**What you should do:** Copy out every line of the data below verbatim, with no changes at all.

* Begin Entries supplied *

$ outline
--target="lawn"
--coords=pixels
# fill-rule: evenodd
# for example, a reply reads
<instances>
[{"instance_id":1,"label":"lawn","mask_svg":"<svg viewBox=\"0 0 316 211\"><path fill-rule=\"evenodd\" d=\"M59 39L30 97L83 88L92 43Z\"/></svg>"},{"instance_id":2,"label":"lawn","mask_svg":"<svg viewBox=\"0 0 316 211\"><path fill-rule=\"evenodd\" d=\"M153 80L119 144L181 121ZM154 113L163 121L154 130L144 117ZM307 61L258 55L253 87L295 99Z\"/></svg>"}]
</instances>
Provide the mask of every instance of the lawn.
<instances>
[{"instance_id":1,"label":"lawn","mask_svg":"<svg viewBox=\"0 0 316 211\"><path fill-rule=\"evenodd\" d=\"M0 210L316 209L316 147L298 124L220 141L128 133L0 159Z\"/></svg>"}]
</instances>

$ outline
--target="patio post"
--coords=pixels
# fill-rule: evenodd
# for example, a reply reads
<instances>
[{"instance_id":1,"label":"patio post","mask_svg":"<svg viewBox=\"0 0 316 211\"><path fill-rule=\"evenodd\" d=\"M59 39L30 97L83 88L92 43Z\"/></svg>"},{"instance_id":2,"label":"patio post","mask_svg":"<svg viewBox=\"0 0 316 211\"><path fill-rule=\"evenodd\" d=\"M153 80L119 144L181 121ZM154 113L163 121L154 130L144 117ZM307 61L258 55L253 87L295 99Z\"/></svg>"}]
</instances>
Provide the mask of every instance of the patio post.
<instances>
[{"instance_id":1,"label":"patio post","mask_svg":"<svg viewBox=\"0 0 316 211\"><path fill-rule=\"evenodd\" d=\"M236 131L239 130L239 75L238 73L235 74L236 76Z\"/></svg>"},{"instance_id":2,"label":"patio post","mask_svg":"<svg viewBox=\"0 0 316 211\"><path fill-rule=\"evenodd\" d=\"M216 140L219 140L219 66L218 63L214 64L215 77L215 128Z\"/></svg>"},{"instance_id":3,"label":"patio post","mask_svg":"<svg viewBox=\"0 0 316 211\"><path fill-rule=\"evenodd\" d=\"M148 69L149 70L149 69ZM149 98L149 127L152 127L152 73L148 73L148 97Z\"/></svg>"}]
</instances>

* End Entries supplied *

**Completed exercise:**
$ outline
--target="lawn"
--coords=pixels
# fill-rule: evenodd
# for example, a reply reads
<instances>
[{"instance_id":1,"label":"lawn","mask_svg":"<svg viewBox=\"0 0 316 211\"><path fill-rule=\"evenodd\" d=\"M59 39L30 97L83 88L92 43Z\"/></svg>"},{"instance_id":2,"label":"lawn","mask_svg":"<svg viewBox=\"0 0 316 211\"><path fill-rule=\"evenodd\" d=\"M153 80L119 144L181 121ZM154 113L163 121L154 130L144 117ZM307 61L258 55L253 87L295 99Z\"/></svg>"}]
</instances>
Provide the mask of every instance of the lawn.
<instances>
[{"instance_id":1,"label":"lawn","mask_svg":"<svg viewBox=\"0 0 316 211\"><path fill-rule=\"evenodd\" d=\"M0 210L316 209L316 147L298 124L220 141L128 133L0 159Z\"/></svg>"}]
</instances>

$ outline
--target="patio post"
--coords=pixels
# fill-rule: evenodd
# for example, a reply reads
<instances>
[{"instance_id":1,"label":"patio post","mask_svg":"<svg viewBox=\"0 0 316 211\"><path fill-rule=\"evenodd\" d=\"M59 39L30 97L83 88L92 43Z\"/></svg>"},{"instance_id":2,"label":"patio post","mask_svg":"<svg viewBox=\"0 0 316 211\"><path fill-rule=\"evenodd\" d=\"M153 80L119 144L181 121ZM154 113L163 121L154 130L144 117ZM307 61L258 55L253 87L295 99Z\"/></svg>"}]
</instances>
Provide the mask of every instance of the patio post.
<instances>
[{"instance_id":1,"label":"patio post","mask_svg":"<svg viewBox=\"0 0 316 211\"><path fill-rule=\"evenodd\" d=\"M236 131L239 130L239 75L238 73L235 74L236 76Z\"/></svg>"},{"instance_id":2,"label":"patio post","mask_svg":"<svg viewBox=\"0 0 316 211\"><path fill-rule=\"evenodd\" d=\"M216 140L219 140L219 66L218 63L214 64L215 77L215 128Z\"/></svg>"},{"instance_id":3,"label":"patio post","mask_svg":"<svg viewBox=\"0 0 316 211\"><path fill-rule=\"evenodd\" d=\"M148 69L149 70L149 69ZM149 98L149 127L152 127L152 73L148 73L148 97Z\"/></svg>"}]
</instances>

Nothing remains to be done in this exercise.